=== Task material ===

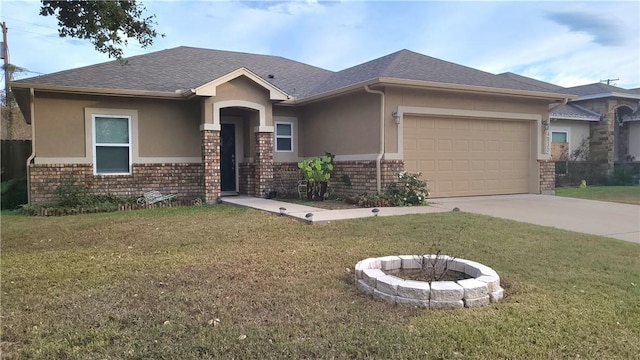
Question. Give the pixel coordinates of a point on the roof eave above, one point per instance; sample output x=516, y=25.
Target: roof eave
x=99, y=91
x=607, y=95
x=571, y=118
x=479, y=89
x=332, y=93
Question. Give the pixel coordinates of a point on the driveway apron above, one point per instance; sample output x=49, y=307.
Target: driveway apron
x=619, y=221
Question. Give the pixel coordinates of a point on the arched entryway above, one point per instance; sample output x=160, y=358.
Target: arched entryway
x=621, y=135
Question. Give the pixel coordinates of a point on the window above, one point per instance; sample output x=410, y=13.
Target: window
x=284, y=136
x=558, y=136
x=112, y=144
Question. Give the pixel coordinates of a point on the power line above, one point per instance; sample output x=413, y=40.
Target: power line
x=28, y=23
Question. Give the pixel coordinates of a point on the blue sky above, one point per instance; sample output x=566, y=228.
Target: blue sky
x=566, y=43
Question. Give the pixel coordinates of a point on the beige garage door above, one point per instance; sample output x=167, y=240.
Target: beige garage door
x=463, y=157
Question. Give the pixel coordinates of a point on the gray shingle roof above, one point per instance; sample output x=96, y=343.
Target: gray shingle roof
x=409, y=65
x=185, y=68
x=531, y=81
x=573, y=112
x=596, y=89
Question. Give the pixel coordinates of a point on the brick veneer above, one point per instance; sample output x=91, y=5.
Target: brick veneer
x=361, y=174
x=211, y=162
x=263, y=163
x=285, y=178
x=547, y=176
x=184, y=180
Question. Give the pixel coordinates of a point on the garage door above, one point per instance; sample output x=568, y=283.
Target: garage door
x=463, y=157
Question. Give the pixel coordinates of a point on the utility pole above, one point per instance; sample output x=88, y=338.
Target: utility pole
x=5, y=53
x=7, y=72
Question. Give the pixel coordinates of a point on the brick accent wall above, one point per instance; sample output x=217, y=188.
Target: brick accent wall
x=390, y=171
x=211, y=162
x=184, y=180
x=285, y=179
x=263, y=164
x=362, y=175
x=547, y=177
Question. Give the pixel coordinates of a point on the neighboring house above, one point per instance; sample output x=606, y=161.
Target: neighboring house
x=616, y=136
x=606, y=115
x=207, y=123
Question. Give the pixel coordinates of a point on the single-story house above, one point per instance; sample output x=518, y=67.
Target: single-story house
x=605, y=115
x=208, y=123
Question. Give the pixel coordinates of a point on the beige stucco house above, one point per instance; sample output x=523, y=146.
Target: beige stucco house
x=208, y=123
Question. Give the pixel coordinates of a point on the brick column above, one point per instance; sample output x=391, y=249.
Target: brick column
x=547, y=177
x=211, y=164
x=263, y=163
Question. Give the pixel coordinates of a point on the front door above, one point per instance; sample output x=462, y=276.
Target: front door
x=228, y=158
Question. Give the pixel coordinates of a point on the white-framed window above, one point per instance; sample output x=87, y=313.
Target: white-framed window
x=559, y=137
x=111, y=144
x=284, y=136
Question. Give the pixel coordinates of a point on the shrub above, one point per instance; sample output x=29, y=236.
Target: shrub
x=409, y=190
x=14, y=193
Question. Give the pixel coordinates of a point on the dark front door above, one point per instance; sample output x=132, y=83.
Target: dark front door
x=228, y=157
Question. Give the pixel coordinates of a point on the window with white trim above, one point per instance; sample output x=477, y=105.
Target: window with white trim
x=284, y=136
x=559, y=136
x=112, y=144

===

(Work order) Reproduce the whole of the data, word for word, and omit its pictures.

(Exercise output)
Question. Give the pixel coordinates of a point on the roof eave above, one point per instance; sample output x=516, y=25.
Target: roof eave
x=99, y=91
x=607, y=95
x=571, y=118
x=479, y=89
x=332, y=93
Question. Give the pixel coordinates of a point on the driveway apron above, one point per instance; sample output x=49, y=307.
Target: driveway apron
x=619, y=221
Question. Give the pixel coordinates of a point on the arched entryway above, one point per instance; sample output x=160, y=358.
Target: arched entryway
x=621, y=135
Question. Give the pixel coordinates of a point on the window above, one point per instance; sample output x=410, y=13.
Target: window
x=284, y=136
x=558, y=136
x=112, y=144
Question. Give the pixel coordinates of a point on the power line above, one point per instance; sample output x=413, y=40.
Target: power line
x=28, y=23
Question. Give the pixel coordinates of a point on the blue sky above, one point per instance; sample output x=566, y=228.
Target: blue sky
x=566, y=43
Question. Give the pixel coordinates of a point on the beige garage door above, one point per instance; sample output x=167, y=240.
Target: beige garage door
x=463, y=157
Question. Give the pixel coordinates of a point on the gray shingle roof above, one point per instance; sample output x=96, y=343.
Target: gray shingle roof
x=409, y=65
x=185, y=68
x=531, y=81
x=573, y=112
x=596, y=89
Question. Give the pixel coordinates of a point on the brick veneer above, one point per instance; sample output x=91, y=5.
Target: brick veneer
x=361, y=174
x=211, y=162
x=263, y=163
x=285, y=178
x=547, y=176
x=184, y=180
Question. Give the pixel coordinates of a point on the garage door above, one point per instance; sample output x=568, y=283.
Target: garage door
x=463, y=157
Question. Give the pixel coordinates of a point on the utility pole above, one point per instance; sample output x=88, y=338.
Target: utility pole
x=5, y=53
x=7, y=72
Question. Give the pixel coordinates of a point on the brick accent wall above, one point per instance; sample output x=217, y=188.
Target: brick accent wall
x=390, y=171
x=211, y=162
x=184, y=180
x=285, y=179
x=263, y=164
x=362, y=175
x=547, y=177
Question. Give the pixel coordinates of a point on the neighboring house above, one point per instance; sample output x=606, y=161.
Target: neighboring house
x=616, y=136
x=606, y=115
x=207, y=123
Question. Give the pixel coordinates of a point on the single-story house above, one point per instance; sample output x=518, y=67.
Target: single-story house
x=605, y=115
x=208, y=123
Question. Give the pixel coordinates of a point on the beige stucco house above, one point per instance; sample output x=523, y=146.
Target: beige stucco house
x=208, y=123
Question. Give the pixel coordinates of a point on the brick column above, one point per instance; sample output x=391, y=249.
Target: brick column
x=547, y=177
x=211, y=164
x=263, y=163
Question. Give the pixel coordinates of a point on the front door above, one point per instance; sample output x=462, y=276.
Target: front door
x=228, y=158
Question. Give the pixel coordinates of a point on the white-framed window above, one point per instance; sample output x=87, y=313.
Target: white-framed window
x=559, y=137
x=111, y=144
x=284, y=136
Question. Give the pixel coordinates of a point on the shrub above, one point per instance; sample output x=29, y=236.
Target: shrub
x=409, y=190
x=14, y=193
Question. Give the pixel coordinates of a point on the dark front door above, one point per instance; sample output x=132, y=83.
Target: dark front door
x=228, y=157
Question. Give the pixel coordinates of a point on the window with white trim above, one point per instance; sample output x=477, y=105.
Target: window with white trim
x=284, y=136
x=559, y=136
x=112, y=144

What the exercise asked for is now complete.